_Exercise_.
Write out every entry, unchanged. Skip any picture.

_Material for this task_.
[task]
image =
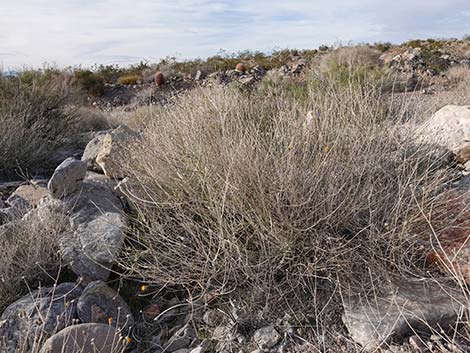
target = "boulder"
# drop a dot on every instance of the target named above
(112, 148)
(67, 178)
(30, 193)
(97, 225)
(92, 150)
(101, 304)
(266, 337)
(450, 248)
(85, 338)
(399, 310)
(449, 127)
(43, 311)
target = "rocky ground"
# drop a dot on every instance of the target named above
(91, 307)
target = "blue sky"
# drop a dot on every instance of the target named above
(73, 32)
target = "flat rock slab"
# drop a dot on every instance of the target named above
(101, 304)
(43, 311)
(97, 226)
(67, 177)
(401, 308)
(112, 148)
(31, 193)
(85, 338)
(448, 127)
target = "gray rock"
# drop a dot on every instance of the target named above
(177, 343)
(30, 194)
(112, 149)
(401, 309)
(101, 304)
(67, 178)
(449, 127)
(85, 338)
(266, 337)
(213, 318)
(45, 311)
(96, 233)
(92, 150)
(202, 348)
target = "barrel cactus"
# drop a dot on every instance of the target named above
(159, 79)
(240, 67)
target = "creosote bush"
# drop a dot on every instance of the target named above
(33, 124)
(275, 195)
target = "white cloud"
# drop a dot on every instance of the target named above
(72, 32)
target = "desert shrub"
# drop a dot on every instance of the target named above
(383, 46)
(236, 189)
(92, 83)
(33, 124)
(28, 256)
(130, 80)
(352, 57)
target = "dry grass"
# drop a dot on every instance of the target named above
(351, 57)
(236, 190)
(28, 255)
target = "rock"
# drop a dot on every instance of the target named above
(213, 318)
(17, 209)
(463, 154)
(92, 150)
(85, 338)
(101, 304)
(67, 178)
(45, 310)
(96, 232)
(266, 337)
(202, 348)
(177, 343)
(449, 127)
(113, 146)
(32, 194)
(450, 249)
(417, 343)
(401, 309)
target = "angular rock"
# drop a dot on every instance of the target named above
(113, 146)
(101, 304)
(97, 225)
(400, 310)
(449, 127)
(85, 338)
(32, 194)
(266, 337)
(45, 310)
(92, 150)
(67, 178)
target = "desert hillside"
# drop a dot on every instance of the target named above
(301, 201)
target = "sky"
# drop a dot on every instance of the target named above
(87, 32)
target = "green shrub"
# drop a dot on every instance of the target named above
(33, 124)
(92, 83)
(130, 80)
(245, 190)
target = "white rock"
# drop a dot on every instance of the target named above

_Solved exercise_.
[task]
image =
target = "boulder"
# drop a dot on every instance of the target named above
(112, 148)
(67, 178)
(30, 193)
(97, 225)
(92, 150)
(101, 304)
(266, 337)
(450, 248)
(85, 338)
(399, 310)
(449, 127)
(43, 311)
target = "rocky ground"
# drop a dot on every instance of the target named above
(91, 307)
target = "blue sky"
# drop a dot on every instance of the target named above
(73, 32)
target = "flat rock slab"
# drop a dot on every instance of the target named above
(101, 304)
(43, 311)
(97, 226)
(67, 177)
(401, 308)
(112, 148)
(31, 193)
(85, 338)
(448, 127)
target = "gray rock"
# drop a dot on every instance of the target named above
(177, 343)
(30, 194)
(112, 149)
(401, 309)
(101, 304)
(67, 178)
(449, 127)
(85, 338)
(266, 337)
(213, 318)
(45, 311)
(96, 233)
(92, 150)
(202, 348)
target = "barrel cactus"
# drop a dot on every instance of the target named above
(159, 79)
(240, 67)
target = "creosote bush"
# drop a dot on every instance of the target named above
(33, 124)
(275, 195)
target = "white cloud"
# drop a dot on every instance of the target named above
(72, 32)
target = "desert shrub"
# drop a dot on every instance of the target named above
(383, 46)
(236, 189)
(92, 83)
(33, 124)
(28, 256)
(130, 80)
(352, 57)
target = "dry grass"
# drop a dot on every instance of the target named above
(351, 57)
(236, 190)
(28, 255)
target = "rock"
# drop a dot on every instance of the target named above
(213, 318)
(17, 209)
(463, 154)
(92, 150)
(85, 338)
(101, 304)
(67, 178)
(45, 310)
(96, 232)
(266, 337)
(202, 348)
(177, 343)
(449, 127)
(113, 146)
(32, 194)
(450, 249)
(417, 343)
(401, 309)
target = "angular rock"
# drop a dot on every instance of the target named above
(113, 146)
(101, 304)
(97, 225)
(400, 310)
(449, 127)
(85, 338)
(32, 194)
(266, 337)
(45, 310)
(92, 150)
(67, 178)
target = "desert hillside"
# drop a dot on every instance of the target named above
(301, 201)
target = "sky"
# drop a dot on every instance of the target named above
(87, 32)
target = "green shrub"
# drop a dot on every instance of the target named above
(33, 124)
(92, 83)
(130, 80)
(245, 190)
target = "white rock"
# drop a dot on every instance of the target named above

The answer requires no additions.